*DESCRIPTION OF THE TASK*
Rewrite the records between the lines holding "Report the position of every instance of the stone patio" and "pixel 958 795", inclusive, changing "stone patio paver" to "flagstone paver" and leaving everything else as it is.

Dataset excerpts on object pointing

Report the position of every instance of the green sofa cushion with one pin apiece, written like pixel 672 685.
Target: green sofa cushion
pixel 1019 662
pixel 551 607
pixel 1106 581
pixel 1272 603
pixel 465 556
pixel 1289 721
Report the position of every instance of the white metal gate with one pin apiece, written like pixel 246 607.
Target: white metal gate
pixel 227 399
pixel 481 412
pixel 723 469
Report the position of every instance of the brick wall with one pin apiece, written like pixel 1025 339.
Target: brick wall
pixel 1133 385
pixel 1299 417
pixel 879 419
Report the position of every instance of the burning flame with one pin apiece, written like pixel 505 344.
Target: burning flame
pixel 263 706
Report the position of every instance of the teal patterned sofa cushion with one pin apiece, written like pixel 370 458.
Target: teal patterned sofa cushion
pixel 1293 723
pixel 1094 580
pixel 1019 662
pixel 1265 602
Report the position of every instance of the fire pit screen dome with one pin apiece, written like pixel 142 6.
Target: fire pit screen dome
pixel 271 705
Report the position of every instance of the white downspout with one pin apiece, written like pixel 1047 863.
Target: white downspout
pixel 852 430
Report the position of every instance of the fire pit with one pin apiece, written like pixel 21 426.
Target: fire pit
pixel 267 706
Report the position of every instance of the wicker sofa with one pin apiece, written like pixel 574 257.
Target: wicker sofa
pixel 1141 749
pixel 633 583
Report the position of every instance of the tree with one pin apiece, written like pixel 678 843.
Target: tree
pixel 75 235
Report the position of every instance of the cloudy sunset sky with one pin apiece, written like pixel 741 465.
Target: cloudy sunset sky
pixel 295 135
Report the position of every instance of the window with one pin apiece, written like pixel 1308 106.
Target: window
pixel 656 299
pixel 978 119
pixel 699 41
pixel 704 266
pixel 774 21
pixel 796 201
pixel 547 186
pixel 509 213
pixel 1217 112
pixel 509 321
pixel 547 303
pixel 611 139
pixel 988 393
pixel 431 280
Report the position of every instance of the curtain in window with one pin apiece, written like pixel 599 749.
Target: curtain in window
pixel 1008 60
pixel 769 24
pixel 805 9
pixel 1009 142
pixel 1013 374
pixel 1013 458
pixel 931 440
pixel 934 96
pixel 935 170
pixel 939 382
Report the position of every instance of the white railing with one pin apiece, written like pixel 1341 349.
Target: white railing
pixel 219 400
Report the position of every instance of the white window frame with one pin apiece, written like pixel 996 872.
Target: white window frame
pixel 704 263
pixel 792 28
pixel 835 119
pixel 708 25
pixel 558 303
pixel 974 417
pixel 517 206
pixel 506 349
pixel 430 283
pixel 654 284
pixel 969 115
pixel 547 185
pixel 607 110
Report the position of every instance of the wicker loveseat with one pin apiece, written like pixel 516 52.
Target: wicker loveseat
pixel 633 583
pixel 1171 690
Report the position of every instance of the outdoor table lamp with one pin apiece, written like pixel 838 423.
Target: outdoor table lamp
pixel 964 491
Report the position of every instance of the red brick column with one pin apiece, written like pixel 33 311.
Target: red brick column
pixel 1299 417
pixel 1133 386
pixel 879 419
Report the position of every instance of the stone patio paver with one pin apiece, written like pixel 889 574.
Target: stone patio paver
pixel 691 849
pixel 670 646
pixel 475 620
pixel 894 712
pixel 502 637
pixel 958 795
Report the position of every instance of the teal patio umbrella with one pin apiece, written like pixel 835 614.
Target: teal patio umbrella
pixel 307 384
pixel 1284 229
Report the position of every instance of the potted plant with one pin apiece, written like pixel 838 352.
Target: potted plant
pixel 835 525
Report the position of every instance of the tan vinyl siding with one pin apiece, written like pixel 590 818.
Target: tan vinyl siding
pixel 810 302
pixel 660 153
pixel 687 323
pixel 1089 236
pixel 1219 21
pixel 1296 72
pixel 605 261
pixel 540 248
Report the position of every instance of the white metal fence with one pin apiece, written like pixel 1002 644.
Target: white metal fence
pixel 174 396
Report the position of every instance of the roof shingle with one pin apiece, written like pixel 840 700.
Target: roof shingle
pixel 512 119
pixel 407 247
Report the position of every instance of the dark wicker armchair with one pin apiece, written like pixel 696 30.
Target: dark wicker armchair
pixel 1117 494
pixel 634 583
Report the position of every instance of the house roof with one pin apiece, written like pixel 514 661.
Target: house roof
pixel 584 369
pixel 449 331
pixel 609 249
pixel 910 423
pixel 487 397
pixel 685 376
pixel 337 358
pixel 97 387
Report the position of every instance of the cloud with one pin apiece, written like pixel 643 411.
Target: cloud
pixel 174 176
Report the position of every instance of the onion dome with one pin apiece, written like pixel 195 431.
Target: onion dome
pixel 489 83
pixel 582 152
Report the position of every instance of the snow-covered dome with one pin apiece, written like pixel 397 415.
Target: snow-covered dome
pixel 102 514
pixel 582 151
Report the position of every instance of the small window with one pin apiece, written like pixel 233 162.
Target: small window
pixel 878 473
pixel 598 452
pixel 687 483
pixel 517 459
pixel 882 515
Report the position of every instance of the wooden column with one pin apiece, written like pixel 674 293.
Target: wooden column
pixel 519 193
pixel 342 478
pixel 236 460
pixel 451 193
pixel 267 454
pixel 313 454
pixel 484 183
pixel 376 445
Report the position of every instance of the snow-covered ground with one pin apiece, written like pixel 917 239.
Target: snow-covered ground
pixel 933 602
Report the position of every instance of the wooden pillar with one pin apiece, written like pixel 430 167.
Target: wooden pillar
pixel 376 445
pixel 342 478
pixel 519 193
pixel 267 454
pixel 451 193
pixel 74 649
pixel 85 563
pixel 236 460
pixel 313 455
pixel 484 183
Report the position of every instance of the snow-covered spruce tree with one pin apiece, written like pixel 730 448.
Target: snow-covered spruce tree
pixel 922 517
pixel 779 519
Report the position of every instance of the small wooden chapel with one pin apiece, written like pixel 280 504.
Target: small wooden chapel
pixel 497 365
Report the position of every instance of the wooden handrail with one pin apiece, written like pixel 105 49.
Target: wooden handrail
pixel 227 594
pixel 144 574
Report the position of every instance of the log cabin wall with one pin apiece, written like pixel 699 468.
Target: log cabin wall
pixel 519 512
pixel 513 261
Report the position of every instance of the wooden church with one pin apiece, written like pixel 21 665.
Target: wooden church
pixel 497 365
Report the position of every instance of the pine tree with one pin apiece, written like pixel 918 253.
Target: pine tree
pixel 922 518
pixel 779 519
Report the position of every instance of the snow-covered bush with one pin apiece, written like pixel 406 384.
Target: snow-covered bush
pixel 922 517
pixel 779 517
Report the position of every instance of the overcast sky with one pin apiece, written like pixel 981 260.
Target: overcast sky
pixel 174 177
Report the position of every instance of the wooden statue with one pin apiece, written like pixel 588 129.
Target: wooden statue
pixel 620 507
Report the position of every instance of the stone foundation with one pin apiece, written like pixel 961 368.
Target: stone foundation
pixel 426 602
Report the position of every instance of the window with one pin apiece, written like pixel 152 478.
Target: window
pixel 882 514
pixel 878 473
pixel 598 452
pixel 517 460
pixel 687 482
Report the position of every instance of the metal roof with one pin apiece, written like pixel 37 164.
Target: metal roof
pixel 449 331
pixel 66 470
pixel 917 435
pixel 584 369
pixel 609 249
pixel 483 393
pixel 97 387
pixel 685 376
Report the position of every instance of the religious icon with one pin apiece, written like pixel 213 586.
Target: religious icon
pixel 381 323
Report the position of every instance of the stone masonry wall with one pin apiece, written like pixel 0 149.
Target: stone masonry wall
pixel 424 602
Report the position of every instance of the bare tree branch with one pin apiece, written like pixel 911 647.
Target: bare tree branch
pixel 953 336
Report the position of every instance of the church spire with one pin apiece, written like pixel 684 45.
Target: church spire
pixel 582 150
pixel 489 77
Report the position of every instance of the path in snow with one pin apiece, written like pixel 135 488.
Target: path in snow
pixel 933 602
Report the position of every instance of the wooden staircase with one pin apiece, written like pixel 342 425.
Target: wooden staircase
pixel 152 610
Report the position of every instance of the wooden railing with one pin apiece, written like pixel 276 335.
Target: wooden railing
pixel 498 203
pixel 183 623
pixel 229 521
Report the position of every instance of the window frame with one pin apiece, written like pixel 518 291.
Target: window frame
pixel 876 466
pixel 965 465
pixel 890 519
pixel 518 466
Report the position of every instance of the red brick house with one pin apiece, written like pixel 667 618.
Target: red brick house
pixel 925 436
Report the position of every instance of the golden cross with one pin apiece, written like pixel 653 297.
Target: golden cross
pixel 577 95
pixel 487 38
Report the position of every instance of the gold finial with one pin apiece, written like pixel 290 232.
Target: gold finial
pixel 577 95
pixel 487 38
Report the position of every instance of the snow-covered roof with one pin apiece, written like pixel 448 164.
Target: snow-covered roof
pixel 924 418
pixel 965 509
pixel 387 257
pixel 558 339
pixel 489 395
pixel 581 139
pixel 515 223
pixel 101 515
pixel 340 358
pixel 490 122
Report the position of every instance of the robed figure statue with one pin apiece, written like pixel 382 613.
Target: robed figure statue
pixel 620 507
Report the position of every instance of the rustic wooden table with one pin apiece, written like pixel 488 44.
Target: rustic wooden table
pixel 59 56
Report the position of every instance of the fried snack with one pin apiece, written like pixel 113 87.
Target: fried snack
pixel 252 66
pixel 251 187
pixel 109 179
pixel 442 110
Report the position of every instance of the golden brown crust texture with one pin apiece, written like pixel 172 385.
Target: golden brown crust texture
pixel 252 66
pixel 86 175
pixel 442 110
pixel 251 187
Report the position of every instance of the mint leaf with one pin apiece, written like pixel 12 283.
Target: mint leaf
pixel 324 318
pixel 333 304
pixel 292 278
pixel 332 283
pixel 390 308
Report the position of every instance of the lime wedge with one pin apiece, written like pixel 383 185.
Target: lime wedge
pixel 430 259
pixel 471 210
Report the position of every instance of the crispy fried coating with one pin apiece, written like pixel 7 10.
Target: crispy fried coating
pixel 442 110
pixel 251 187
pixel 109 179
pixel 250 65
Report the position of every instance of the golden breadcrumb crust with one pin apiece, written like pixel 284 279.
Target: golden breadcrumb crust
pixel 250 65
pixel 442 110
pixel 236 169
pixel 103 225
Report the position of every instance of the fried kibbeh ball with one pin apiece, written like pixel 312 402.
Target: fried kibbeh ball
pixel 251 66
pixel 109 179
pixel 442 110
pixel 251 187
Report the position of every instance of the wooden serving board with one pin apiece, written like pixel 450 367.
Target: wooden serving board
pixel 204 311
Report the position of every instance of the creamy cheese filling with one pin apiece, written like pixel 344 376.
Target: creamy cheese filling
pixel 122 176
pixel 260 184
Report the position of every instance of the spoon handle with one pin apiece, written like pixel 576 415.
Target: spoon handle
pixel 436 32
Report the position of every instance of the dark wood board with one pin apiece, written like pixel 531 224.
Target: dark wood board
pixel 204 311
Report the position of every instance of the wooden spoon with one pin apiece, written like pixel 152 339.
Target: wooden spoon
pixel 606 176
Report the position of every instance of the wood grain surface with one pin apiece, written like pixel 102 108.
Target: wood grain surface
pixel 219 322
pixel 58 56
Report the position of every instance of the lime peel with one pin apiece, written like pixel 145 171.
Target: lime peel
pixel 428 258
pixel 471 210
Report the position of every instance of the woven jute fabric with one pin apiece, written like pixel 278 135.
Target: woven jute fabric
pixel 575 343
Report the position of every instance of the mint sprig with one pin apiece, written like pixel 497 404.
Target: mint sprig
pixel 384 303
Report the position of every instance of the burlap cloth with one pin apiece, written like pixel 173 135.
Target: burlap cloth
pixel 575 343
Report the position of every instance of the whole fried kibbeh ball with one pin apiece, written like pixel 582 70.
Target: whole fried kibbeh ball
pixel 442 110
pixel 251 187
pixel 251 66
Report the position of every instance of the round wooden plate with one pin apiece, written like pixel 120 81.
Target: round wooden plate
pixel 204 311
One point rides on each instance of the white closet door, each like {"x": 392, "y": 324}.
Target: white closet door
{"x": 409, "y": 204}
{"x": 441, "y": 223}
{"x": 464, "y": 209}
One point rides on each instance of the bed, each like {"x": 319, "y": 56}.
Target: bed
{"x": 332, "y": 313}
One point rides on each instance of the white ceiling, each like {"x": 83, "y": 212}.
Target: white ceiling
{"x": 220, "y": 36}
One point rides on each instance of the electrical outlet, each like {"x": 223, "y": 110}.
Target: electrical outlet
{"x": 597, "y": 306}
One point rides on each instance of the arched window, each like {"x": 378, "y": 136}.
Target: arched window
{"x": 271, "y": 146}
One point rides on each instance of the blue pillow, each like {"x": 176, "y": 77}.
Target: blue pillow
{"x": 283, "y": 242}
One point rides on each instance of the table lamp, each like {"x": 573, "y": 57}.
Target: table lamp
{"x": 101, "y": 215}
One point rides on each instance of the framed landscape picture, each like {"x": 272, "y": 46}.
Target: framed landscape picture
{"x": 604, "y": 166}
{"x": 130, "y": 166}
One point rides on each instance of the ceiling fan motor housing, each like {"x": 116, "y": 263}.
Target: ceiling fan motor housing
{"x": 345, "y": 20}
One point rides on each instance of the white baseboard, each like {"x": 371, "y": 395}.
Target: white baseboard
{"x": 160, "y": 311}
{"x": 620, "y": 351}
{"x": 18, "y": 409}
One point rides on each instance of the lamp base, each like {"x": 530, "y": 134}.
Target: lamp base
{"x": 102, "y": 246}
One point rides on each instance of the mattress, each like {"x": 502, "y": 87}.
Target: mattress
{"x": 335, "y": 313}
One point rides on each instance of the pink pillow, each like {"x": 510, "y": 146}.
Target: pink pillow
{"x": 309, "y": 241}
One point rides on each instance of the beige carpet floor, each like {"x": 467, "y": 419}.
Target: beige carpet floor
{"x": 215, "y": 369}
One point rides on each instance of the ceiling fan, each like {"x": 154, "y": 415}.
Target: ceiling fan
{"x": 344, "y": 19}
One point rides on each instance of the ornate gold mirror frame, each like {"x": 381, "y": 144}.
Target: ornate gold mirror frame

*FULL RESPONSE*
Report the position of every instance of the flagstone paver with one pin apiece, written like pixel 889 574.
Target: flagstone paver
pixel 691 849
pixel 670 646
pixel 475 620
pixel 894 712
pixel 502 637
pixel 958 795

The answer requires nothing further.